• Exercise: Every record below, from the first line to the last, is to be set down again exactly.

[The data]

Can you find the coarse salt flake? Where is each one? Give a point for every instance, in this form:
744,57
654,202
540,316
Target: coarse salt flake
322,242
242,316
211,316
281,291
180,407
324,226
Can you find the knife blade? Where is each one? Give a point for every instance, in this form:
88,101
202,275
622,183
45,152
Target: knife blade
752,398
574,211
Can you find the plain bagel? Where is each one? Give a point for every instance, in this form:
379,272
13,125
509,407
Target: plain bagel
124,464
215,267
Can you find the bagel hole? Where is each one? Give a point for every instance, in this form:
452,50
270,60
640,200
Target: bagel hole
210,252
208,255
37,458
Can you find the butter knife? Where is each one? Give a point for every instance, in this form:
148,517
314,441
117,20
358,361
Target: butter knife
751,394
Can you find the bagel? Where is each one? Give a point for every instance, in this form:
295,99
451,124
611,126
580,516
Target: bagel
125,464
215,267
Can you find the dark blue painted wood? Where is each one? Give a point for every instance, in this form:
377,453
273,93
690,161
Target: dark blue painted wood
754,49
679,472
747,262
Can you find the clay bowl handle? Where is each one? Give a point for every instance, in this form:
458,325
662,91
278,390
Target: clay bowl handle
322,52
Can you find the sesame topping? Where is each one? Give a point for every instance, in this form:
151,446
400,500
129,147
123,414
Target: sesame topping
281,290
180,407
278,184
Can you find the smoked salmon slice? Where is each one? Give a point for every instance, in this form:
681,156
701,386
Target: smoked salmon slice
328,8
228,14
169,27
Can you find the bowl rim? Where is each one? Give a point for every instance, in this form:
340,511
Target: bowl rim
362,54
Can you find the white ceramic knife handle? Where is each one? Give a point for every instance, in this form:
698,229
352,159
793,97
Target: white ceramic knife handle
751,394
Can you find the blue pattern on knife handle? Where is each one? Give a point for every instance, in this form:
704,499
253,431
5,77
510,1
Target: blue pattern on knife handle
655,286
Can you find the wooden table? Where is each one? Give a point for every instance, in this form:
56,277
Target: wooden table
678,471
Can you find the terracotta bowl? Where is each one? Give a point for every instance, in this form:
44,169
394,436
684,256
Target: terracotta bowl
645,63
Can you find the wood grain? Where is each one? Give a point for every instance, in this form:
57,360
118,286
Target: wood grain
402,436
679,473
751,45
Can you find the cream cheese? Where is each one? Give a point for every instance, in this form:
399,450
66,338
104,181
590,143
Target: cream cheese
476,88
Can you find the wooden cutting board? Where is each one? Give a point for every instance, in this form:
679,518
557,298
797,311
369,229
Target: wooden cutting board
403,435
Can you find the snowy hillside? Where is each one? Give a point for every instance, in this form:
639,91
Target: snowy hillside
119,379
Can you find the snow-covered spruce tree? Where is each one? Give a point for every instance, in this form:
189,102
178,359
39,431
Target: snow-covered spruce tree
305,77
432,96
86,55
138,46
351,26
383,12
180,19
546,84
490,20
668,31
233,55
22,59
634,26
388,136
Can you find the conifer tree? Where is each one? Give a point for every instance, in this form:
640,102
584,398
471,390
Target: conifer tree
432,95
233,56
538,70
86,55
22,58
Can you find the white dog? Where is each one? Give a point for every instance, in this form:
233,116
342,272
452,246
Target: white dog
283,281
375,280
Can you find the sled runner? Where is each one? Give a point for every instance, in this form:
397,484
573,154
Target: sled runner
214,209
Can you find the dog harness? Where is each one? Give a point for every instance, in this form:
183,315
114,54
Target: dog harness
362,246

[/The data]

• Exercise result:
Can you find the coarse salt flake? Where is each one? Give a point for every instance, in this form:
744,57
654,202
540,316
Target: coarse salt flake
322,242
242,316
211,316
281,291
180,407
324,226
Can you find the knife blade? Where is each one? Give a point for every instance, in this form:
88,101
202,275
622,183
45,152
Target: knife blade
752,398
574,211
Can you find the plain bagel? Where is each one? Give a point for every instance, in this form:
379,272
13,125
509,407
Target: plain bagel
124,464
215,267
Can you find the bagel hole? Where is each one? Give a point for every instance, in this form:
452,50
270,60
640,200
Target: bagel hole
210,252
208,255
37,458
Can you find the butter knife? Where is each one? Give a point for every instance, in this form:
148,517
314,441
117,20
358,361
Target: butter knife
751,394
Can you find the bagel? Where is each one? Give a point for every instance, in this form:
295,99
451,124
611,126
580,516
Target: bagel
125,464
215,267
Can you find the dark blue painted wood? Where is each one? Give a point for every instance, in this form:
377,453
273,93
690,161
Target: dark blue painted wood
754,49
679,472
747,262
Can you find the clay bowl handle? Where is each one? Give a point for every instance, in this form:
458,325
662,91
278,390
Target: clay bowl handle
322,52
Can you find the sesame topping? Where is each one? Give a point for every instance, in this form:
151,446
400,500
129,147
123,414
Target: sesame topping
281,290
180,407
278,184
Can you find the smoked salmon slice? Where is each one? Give a point for every instance, in this form:
681,156
701,386
Target: smoked salmon slice
328,8
228,14
169,27
Can you find the bowl rim? Where is each one? Give a point for every instance, in this form:
340,511
Target: bowl rim
362,54
Can you find the white ceramic knife handle? Where is each one? Give a point for every instance, in this form:
698,229
352,159
793,97
Target: white ceramic knife handle
751,394
Can you find the blue pattern on knife handle? Where is each one? Give a point for every instance, in this form:
704,499
253,431
5,77
510,1
Target: blue pattern on knife handle
655,286
Can you find the wooden table? Where is each one? Give a point for every instance, in this form:
56,277
Target: wooden table
678,471
Can you find the terracotta bowl? Where is each one? Give a point for every instance, in this form:
44,169
394,436
684,256
Target: terracotta bowl
645,63
Can you find the wood grain? Where is each one? Give a point for every instance, in this form:
57,360
118,286
Target: wood grain
402,436
679,473
751,45
Can you find the cream cheese? Where is each one? Give a point for every instance, in this form:
399,450
66,338
104,181
590,143
Target: cream cheese
476,88
Can you find the wooden cutting board? Where is each one? Give a point for every instance, in this form:
679,518
557,298
797,311
369,229
Target: wooden cutting board
403,435
Can you find the snowy hillside? Where is each one? Give a point for every instance, in this form:
639,91
Target: snowy hillside
119,379
Can you find the snow-covered spruce tree? Where is each one? Give a point for every instance, in this form:
189,102
178,359
39,431
Target: snow-covered spruce tree
305,77
432,96
86,55
138,46
351,26
383,12
180,19
546,84
490,20
668,31
233,55
22,59
634,26
388,136
Can you find the conifer tree? Where is each one? Give a point for every instance, in this form:
640,102
584,398
471,390
Target: conifer tree
432,95
233,56
538,70
86,55
22,58
Can you find the white dog? Where is each one? Give a point for every instance, in this form:
233,116
342,272
452,246
Target: white dog
283,281
375,280
Can you find the sled runner? Where is each one? Give a point for every instance, in this form:
397,484
573,154
Target: sled runner
214,209
Can you find the dog harness? Where is each one? Give a point for every instance, in this form:
183,315
114,54
Target: dog harness
362,246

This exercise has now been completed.